(Records from a data source)
· · · · ·

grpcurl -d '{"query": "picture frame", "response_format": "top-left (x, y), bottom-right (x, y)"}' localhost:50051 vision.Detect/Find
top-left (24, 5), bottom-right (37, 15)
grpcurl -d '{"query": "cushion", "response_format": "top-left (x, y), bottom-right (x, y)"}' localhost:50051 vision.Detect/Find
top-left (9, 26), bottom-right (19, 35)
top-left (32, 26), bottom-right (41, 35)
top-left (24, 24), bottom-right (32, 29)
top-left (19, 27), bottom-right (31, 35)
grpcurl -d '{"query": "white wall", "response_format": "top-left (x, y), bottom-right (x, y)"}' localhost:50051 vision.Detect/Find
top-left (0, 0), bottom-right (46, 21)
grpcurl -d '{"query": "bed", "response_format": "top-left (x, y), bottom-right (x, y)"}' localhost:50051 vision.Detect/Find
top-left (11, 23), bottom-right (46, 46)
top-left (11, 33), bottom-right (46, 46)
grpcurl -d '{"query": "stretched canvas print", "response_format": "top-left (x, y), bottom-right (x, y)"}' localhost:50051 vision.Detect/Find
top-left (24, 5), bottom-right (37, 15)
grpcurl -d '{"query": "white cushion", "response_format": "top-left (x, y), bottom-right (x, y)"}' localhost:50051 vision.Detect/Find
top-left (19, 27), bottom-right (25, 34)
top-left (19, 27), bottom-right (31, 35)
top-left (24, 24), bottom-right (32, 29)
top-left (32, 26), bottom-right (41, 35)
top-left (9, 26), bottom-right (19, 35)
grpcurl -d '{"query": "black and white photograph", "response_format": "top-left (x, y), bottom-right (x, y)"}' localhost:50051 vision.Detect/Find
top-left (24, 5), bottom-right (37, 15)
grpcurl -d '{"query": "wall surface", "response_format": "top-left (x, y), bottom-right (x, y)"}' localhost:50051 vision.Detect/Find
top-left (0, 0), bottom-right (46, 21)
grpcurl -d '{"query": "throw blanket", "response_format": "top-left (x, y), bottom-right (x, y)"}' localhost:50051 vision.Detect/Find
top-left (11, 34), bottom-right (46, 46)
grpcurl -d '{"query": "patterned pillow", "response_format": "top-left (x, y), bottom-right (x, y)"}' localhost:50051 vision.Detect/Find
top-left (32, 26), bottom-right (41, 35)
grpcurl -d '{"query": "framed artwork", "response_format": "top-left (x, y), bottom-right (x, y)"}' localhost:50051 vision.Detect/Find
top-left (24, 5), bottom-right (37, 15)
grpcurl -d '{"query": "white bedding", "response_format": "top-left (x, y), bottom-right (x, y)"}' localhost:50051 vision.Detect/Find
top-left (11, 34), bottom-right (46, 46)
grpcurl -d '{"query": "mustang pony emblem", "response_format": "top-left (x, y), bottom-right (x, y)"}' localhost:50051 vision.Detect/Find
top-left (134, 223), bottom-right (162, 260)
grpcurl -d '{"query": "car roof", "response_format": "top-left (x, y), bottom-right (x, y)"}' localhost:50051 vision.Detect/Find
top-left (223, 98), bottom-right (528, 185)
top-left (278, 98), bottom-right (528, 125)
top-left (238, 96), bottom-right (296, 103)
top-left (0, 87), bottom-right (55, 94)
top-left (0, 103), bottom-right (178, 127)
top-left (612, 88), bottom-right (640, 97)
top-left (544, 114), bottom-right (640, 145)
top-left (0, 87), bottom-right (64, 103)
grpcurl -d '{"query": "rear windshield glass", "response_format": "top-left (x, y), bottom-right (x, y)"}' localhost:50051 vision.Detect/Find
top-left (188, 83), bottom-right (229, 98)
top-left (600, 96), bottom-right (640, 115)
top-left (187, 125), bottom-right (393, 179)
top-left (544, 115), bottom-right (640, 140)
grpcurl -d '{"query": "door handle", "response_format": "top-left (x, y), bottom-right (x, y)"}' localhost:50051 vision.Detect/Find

· · · · ·

• Goal: Count the lines in the records above that contain the string "cushion". Give only the number.

• Result of this task: 2